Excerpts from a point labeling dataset

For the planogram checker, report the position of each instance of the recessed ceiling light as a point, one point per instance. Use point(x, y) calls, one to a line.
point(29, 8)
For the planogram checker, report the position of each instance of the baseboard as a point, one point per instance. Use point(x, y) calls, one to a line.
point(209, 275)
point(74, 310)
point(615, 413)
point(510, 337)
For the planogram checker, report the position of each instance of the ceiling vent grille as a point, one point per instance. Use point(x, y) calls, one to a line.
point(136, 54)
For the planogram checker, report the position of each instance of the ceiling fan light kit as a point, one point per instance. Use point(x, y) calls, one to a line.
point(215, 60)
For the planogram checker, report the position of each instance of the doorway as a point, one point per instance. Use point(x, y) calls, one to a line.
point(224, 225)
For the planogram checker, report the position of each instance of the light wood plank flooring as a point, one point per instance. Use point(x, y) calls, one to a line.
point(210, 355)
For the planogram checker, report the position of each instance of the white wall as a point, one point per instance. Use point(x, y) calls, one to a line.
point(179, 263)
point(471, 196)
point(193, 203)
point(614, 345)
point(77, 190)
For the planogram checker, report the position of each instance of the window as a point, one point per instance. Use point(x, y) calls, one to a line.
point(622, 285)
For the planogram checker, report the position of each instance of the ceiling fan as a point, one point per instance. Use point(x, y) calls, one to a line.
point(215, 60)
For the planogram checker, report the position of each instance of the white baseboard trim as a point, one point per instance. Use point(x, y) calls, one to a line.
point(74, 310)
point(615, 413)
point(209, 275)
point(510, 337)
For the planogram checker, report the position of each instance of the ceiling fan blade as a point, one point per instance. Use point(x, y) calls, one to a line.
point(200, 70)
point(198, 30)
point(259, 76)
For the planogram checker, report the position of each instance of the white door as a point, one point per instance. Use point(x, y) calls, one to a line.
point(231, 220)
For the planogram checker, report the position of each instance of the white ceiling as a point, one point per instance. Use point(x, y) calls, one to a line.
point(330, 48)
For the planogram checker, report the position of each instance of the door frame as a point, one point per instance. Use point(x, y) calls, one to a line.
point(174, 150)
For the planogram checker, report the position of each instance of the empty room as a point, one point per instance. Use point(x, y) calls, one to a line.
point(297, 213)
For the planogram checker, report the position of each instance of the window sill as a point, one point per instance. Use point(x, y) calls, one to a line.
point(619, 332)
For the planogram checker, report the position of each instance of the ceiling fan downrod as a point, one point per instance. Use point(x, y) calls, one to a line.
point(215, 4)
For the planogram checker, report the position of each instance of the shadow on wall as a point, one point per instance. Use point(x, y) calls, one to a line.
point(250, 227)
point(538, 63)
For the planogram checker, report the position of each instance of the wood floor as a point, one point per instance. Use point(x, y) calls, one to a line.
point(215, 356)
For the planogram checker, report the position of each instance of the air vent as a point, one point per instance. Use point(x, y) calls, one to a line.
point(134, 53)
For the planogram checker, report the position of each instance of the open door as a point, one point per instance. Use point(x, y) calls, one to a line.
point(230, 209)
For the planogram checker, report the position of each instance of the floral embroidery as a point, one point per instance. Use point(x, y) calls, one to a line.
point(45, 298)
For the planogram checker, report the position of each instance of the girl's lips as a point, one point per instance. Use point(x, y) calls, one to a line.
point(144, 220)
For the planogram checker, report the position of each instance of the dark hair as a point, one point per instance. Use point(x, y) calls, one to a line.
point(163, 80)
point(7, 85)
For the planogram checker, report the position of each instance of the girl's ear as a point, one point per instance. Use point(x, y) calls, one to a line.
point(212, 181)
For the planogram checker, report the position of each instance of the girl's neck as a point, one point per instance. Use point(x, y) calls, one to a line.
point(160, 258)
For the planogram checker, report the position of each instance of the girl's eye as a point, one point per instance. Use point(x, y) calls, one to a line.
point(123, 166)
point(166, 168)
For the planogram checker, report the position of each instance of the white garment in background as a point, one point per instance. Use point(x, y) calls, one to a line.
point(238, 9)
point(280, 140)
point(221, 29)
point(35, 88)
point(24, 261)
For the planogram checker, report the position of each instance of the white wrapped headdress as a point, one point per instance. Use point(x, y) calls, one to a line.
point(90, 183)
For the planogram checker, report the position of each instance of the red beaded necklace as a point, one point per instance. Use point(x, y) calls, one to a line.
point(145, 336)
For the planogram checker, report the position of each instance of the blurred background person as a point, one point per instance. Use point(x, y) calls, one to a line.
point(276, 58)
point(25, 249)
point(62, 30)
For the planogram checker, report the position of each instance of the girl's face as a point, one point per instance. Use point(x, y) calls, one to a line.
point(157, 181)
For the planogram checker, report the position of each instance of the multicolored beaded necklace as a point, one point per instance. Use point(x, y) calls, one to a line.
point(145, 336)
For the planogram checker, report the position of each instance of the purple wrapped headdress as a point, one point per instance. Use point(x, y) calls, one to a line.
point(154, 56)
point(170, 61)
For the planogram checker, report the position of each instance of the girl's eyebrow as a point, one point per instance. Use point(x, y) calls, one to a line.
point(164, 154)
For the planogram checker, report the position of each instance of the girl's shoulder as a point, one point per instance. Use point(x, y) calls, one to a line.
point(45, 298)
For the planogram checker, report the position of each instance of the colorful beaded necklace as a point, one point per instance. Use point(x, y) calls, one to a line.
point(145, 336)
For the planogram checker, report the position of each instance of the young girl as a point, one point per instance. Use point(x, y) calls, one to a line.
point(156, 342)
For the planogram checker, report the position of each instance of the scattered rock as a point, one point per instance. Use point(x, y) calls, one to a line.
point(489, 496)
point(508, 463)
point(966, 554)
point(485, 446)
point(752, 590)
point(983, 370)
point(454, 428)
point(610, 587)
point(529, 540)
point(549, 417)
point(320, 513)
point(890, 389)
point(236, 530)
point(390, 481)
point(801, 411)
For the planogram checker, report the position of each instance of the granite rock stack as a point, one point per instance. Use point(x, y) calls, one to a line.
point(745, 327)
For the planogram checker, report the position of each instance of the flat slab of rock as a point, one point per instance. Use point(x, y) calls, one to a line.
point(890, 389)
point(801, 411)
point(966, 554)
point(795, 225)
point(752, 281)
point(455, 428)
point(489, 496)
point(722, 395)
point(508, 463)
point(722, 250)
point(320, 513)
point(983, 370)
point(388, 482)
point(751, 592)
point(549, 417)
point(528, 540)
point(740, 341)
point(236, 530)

### What you need to do:
Output every line of the listing above as a JSON list of strings, one string per line, leaving out blank lines.

### Output of the task:
[
  "For the planogram checker, report the position of each instance of the recessed ceiling light as a point, one point per instance. Use point(x, y) calls, one to a line.",
  "point(29, 8)",
  "For the planogram checker, report the position of each instance of the baseboard as a point, one point per instance. Use point(x, y) calls, one to a line.",
  "point(209, 275)",
  "point(74, 310)",
  "point(615, 413)",
  "point(510, 337)",
  "For the planogram checker, report the position of each instance of the ceiling vent grille as a point, one point per instance. Use point(x, y) calls, one to a line.",
  "point(136, 54)",
  "For the planogram checker, report the position of each instance of the ceiling fan light kit as a point, one point per instance. Use point(x, y) calls, one to a line.",
  "point(215, 60)",
  "For the planogram checker, report the position of each instance of the doorway as a point, one point per instance. Use point(x, y) calls, one to a line.",
  "point(224, 225)",
  "For the planogram checker, report the position of each instance of the light wood plank flooring as a point, one point per instance. Use point(x, y) calls, one to a line.",
  "point(210, 355)",
  "For the planogram checker, report the position of each instance of the white wall as a point, one point per instance. Use point(x, y) calls, one to a line.",
  "point(179, 263)",
  "point(471, 196)",
  "point(193, 203)",
  "point(614, 345)",
  "point(77, 190)",
  "For the planogram checker, report the position of each instance of the window as a point, one point per instance. Use point(x, y) calls, one to a line.",
  "point(622, 285)",
  "For the planogram checker, report the position of each instance of the ceiling fan as a point, one point per instance. Use point(x, y) calls, one to a line.",
  "point(215, 60)",
  "For the planogram checker, report the position of each instance of the white baseboard trim as a point, one point per instance. Use point(x, y) calls, one to a line.",
  "point(74, 310)",
  "point(615, 413)",
  "point(209, 275)",
  "point(510, 337)",
  "For the planogram checker, report the position of each instance of the ceiling fan blade as a point, one point per instance. Use point(x, y) calls, one to a line.",
  "point(200, 70)",
  "point(198, 30)",
  "point(259, 76)",
  "For the planogram checker, report the position of each instance of the white door as a point, one point per instance. Use point(x, y) calls, one to a line.",
  "point(231, 220)",
  "For the planogram checker, report the position of each instance of the white ceiling as a point, one point per instance. Use point(x, y) calls, one to a line.",
  "point(330, 48)",
  "For the planogram checker, report the position of each instance of the door frame as a point, one point per instance. Use point(x, y) calls, one to a line.",
  "point(174, 150)",
  "For the planogram checker, report the position of each instance of the empty room as a point, one point per instance. Use point(x, y) calls, one to a line.",
  "point(297, 213)",
  "For the planogram checker, report the position of each instance of the window sill as a point, one point per instance. Use point(x, y) calls, one to a line.",
  "point(619, 332)",
  "For the planogram checker, report the position of each instance of the ceiling fan downrod as a point, one point per instance. Use point(x, y) calls, one to a line.",
  "point(215, 4)",
  "For the planogram checker, report the position of each instance of the shadow on wall as a point, one point per instance. Use point(x, y) calls, one to a line.",
  "point(250, 227)",
  "point(538, 63)",
  "For the planogram checker, report the position of each instance of the wood floor as a point, one point per instance. Use point(x, y) calls, one to a line.",
  "point(215, 356)",
  "For the planogram checker, report the position of each instance of the air vent as a point, one point per instance. Use point(x, y) calls, one to a line.",
  "point(134, 53)",
  "For the planogram checker, report the position of each instance of the open door as a point, one point per instance. Use point(x, y) calls, one to a line.",
  "point(230, 209)",
  "For the planogram checker, report the position of each instance of the floral embroidery as a point, one point per instance. Use point(x, y) calls, one to a line.",
  "point(45, 298)",
  "For the planogram checker, report the position of each instance of the girl's lips as a point, one point per instance. Use point(x, y) calls, one to a line.",
  "point(144, 220)",
  "For the planogram checker, report the position of each instance of the dark hair as a point, one point per instance. Use point(x, y) calls, one to a line.",
  "point(163, 80)",
  "point(7, 85)",
  "For the planogram checker, report the position of each instance of the girl's ear as a point, one point per instance. Use point(x, y) calls, one to a line.",
  "point(212, 181)",
  "For the planogram checker, report the position of each instance of the girl's neck as a point, one point per instance. Use point(x, y) calls, one to a line.",
  "point(160, 258)",
  "For the planogram checker, report the position of each instance of the girl's eye as a point, one point per instance. Use point(x, y) calls, one to a line.",
  "point(123, 166)",
  "point(166, 168)",
  "For the planogram checker, report the position of each instance of the white garment in background as a point, one point per instance. Use point(x, y) calls, one to a line.",
  "point(238, 9)",
  "point(280, 140)",
  "point(221, 29)",
  "point(35, 88)",
  "point(24, 261)",
  "For the planogram checker, report the position of each instance of the white wrapped headdress as a point, one point per instance. Use point(x, y) calls, one to a line.",
  "point(90, 183)",
  "For the planogram checker, report the position of each instance of the red beaded necklace as a point, one point per instance. Use point(x, y) calls, one to a line.",
  "point(145, 336)",
  "For the planogram checker, report the position of each instance of the blurred background person as a point, one point per instance. Use point(x, y) calls, one to a line.",
  "point(276, 58)",
  "point(25, 249)",
  "point(62, 30)",
  "For the planogram checker, report the position of each instance of the girl's face as a point, one point per instance. Use point(x, y) calls, one to a line.",
  "point(157, 181)",
  "For the planogram checker, report the position of each instance of the multicolored beaded necklace as a point, one point per instance. Use point(x, y) calls, one to a line.",
  "point(145, 336)",
  "For the planogram checker, report the position of each instance of the purple wrapped headdress as a point, one point per instance. Use point(x, y) calls, one to a line.",
  "point(154, 56)",
  "point(170, 61)",
  "For the planogram checker, report the position of each instance of the girl's eyebrow as a point, one point per instance. Use point(x, y) calls, one to a line.",
  "point(164, 154)",
  "For the planogram checker, report the position of each instance of the girl's shoulder as a point, one point per instance. Use point(x, y) calls, one to a line.",
  "point(45, 298)",
  "For the planogram checker, report the position of each instance of the colorful beaded necklace as a point, one point per instance. Use point(x, y) calls, one to a line.",
  "point(145, 336)",
  "For the planogram checker, report the position of each instance of the young girl as a point, one point per instance. Use point(x, y) calls, one to a line.",
  "point(156, 342)",
  "For the planogram checker, report the position of each instance of the scattered rock as a point, one point per instance. Use point(x, y) calls, one to a line.",
  "point(489, 496)",
  "point(508, 463)",
  "point(966, 554)",
  "point(485, 446)",
  "point(752, 590)",
  "point(983, 370)",
  "point(454, 428)",
  "point(610, 587)",
  "point(529, 540)",
  "point(549, 417)",
  "point(320, 513)",
  "point(890, 389)",
  "point(236, 530)",
  "point(390, 481)",
  "point(801, 411)",
  "For the planogram checker, report the position of each instance of the granite rock stack as a point, one point per instance. Use point(x, y) calls, one to a line.",
  "point(745, 327)",
  "For the planogram checker, report the position of each instance of the flat slab of rock as a point, one point per instance. Use point(x, y) calls, one to a line.",
  "point(890, 389)",
  "point(801, 411)",
  "point(966, 554)",
  "point(795, 225)",
  "point(752, 281)",
  "point(455, 428)",
  "point(489, 496)",
  "point(722, 395)",
  "point(508, 463)",
  "point(722, 250)",
  "point(320, 513)",
  "point(983, 370)",
  "point(388, 482)",
  "point(751, 592)",
  "point(549, 417)",
  "point(528, 540)",
  "point(740, 341)",
  "point(236, 530)"
]